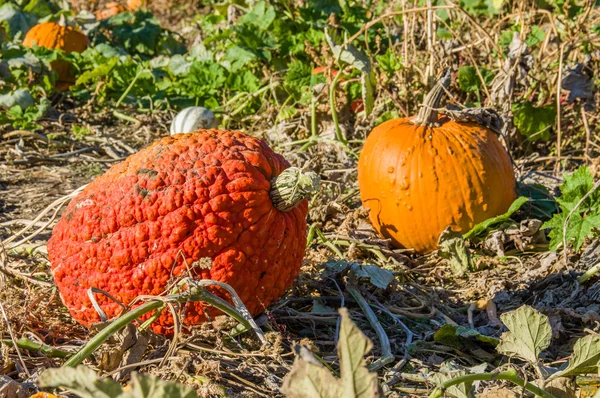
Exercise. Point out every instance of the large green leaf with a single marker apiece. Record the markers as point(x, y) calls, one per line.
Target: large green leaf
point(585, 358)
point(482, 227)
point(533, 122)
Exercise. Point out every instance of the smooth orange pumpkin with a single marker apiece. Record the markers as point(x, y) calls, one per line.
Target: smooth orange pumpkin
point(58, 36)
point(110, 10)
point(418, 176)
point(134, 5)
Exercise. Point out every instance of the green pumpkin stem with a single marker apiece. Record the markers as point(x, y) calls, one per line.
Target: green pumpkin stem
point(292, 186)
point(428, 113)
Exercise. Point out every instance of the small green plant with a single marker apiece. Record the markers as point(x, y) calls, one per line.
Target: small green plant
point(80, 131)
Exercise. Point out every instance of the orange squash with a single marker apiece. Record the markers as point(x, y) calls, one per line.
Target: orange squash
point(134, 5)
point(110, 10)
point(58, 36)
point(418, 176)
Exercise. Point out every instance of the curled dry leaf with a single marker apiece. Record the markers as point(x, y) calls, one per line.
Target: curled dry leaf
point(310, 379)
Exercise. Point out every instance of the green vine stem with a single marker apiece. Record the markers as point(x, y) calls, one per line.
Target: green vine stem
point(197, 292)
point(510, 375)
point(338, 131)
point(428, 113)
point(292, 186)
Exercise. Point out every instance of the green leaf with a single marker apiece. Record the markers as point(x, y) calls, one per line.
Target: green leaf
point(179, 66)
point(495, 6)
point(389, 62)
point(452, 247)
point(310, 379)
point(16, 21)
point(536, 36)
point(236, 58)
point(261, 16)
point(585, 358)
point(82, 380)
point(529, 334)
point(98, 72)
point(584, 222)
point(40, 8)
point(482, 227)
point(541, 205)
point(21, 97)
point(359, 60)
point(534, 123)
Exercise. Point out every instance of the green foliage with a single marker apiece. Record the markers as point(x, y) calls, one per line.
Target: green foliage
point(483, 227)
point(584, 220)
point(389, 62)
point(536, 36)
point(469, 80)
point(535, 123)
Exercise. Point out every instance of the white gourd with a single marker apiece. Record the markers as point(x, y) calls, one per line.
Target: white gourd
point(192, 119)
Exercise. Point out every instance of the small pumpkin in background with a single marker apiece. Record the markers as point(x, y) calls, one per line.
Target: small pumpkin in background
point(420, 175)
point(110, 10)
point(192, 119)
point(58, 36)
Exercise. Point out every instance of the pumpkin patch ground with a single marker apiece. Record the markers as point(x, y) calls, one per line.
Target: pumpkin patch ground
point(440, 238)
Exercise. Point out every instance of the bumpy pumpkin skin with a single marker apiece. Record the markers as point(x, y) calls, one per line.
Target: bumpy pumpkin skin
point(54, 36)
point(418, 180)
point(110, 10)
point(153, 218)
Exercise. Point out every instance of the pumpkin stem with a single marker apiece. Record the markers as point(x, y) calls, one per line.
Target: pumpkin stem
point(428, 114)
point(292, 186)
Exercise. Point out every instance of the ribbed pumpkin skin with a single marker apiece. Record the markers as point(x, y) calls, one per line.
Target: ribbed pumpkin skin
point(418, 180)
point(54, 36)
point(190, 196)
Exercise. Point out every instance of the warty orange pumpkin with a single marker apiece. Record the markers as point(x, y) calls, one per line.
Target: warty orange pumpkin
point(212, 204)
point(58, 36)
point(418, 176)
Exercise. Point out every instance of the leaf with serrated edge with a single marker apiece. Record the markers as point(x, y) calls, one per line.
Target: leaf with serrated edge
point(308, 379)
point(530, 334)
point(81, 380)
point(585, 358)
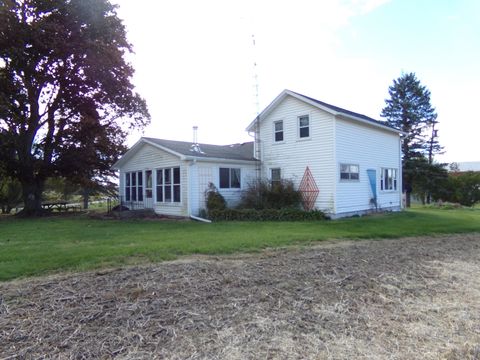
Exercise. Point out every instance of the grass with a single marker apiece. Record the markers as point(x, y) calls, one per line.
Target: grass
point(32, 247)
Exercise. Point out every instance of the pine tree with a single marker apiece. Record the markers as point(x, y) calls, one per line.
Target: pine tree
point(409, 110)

##############################

Copy every row above word for word, leaving out the pictures.

§ Exercise result:
Exercise. Point out every instance of the large green leaf with a single marker apiece. Record the markers as point(x, y) calls, one per line.
Target: large green leaf
point(585, 358)
point(482, 227)
point(533, 122)
Exercise. Point out every instance of the smooth orange pumpkin with a single marker apiece. Record the markers as point(x, y) calls, one per line.
Target: smooth orange pumpkin
point(58, 36)
point(110, 10)
point(418, 176)
point(134, 5)
Exercise. Point out every instance of the green pumpkin stem with a single marker apiece. Record the markers as point(x, y) calls, one per line.
Target: green pumpkin stem
point(292, 186)
point(428, 113)
Exercise. Point out every instance of the small green plant with a single marker apiece. Record the markers as point(x, y) calls, one per line.
Target: small green plant
point(80, 131)
Exercise. Point out every instance of the orange squash with a single marker apiece. Record the markers as point(x, y) calls, one per line.
Target: orange squash
point(134, 5)
point(110, 10)
point(58, 36)
point(418, 176)
Exercise. Point out every instance of the curled dry leaf with a single marker apiece. Record the markers as point(x, y) calls, one per line.
Target: curled dry leaf
point(310, 379)
Exercise. Point out every instance of the green vine stem with a single marker apiece. Record the markers as point(x, y) calls, one per line.
Target: green vine stem
point(197, 292)
point(510, 375)
point(338, 131)
point(428, 113)
point(292, 186)
Exercise. Point out every instance of the green leaf with a single marker apiece. Record the markers as point(x, y) calls, one per line.
Target: green leaf
point(179, 66)
point(495, 6)
point(389, 62)
point(452, 247)
point(310, 379)
point(16, 21)
point(536, 36)
point(236, 58)
point(261, 16)
point(585, 358)
point(82, 380)
point(529, 334)
point(98, 72)
point(584, 222)
point(40, 8)
point(482, 227)
point(541, 205)
point(21, 97)
point(359, 60)
point(534, 123)
Exercise. Point out every instance of the green foliage with a single marker apiece. Record the markers as point(x, y) calls, one per line.
Target: green foliage
point(483, 227)
point(584, 220)
point(389, 62)
point(536, 36)
point(469, 80)
point(535, 123)
Exercise. Point out every instance of the white gourd with a single marker apiece. Record the markers as point(x, y) calls, one per line.
Target: white gourd
point(192, 119)
Exercise. Point out every instance of the small pumpkin in background with a single marker apiece. Record the markers as point(x, y) calls, one per line.
Target: small pumpkin in background
point(420, 175)
point(110, 10)
point(192, 119)
point(58, 36)
Exercise. Point out every instance of the pumpkin patch ground with a single marker apiece. Record the markers as point(x, y) calls, one per line.
Target: pumpkin patch ground
point(440, 238)
Exercise. Point out every instance of the bumpy pumpkin skin with a single marker apiece. Record the markers as point(x, y) calls, one per line.
Target: bumpy pumpkin skin
point(54, 36)
point(418, 180)
point(110, 10)
point(153, 218)
Exercise. Point out every instance of the pumpkin stem with a single marker apiece. Record the markers as point(x, y) calls, one per line.
Target: pumpkin stem
point(428, 114)
point(292, 186)
Exercise. Point out every instance of the ribbed pumpkin skin with a single marker apiece. Record the markers as point(x, y) calls, one per line.
Target: ribbed pumpkin skin
point(418, 180)
point(54, 36)
point(190, 196)
Exercise. Point out every instance of the warty orange pumpkin with a single marker apiece. Record the markers as point(x, y) calls, one per line.
Target: warty orange pumpkin
point(212, 204)
point(58, 36)
point(418, 176)
Exercise. Point out every instance of the leaf with serrated edge with a single marker apiece. Record the markers as point(x, y) calls, one per line.
Target: leaf with serrated edge
point(308, 379)
point(530, 334)
point(81, 380)
point(585, 358)
Exercise. Point out every instance of the grass with a single marker apiece. Record the markers as point(x, y) calls, one per line.
Target: grass
point(32, 247)
Exercise. Point out every instance of the pine tree with a single marker apiece. Record the markers as point(x, y) calls, one per line.
Target: pine tree
point(409, 110)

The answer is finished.